WHAT NEEDS TO BE DONE: List each line of the material below that contains the string "this". Case matters.

— Start of GIVEN ENTRIES —

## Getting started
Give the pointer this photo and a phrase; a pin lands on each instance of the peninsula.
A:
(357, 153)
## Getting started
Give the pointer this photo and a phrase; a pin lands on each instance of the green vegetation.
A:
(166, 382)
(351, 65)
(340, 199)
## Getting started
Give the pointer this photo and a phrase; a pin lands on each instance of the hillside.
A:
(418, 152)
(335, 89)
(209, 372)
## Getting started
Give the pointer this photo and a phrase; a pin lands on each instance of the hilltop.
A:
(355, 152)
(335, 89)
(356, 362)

— End of GIVEN ENTRIES —
— Start of GIVEN ENTRIES —

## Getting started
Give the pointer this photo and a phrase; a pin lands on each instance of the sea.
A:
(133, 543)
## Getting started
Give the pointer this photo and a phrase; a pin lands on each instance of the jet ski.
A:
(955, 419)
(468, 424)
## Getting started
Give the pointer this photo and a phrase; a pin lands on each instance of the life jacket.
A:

— End of GIVEN ENTRIES —

FULL ANSWER:
Give the pointer this photo and a phrase; a pin lands on each instance of the peninsula.
Give the pointer this photo and a phrase; a pin lands on each instance of the green vegetation.
Give the pointer this photo and a phrase; a pin lands on each instance of the hillside.
Give the pointer this photo and a phrase; a pin lands on each instance of the hilltop.
Give the pointer this photo and a phrase; a pin lands on each instance of the sea.
Give the pointer this photo and a phrase; a pin lands on each instance of the jet ski.
Give the pointer this photo and a phrase; a pin lands on each instance of the life jacket.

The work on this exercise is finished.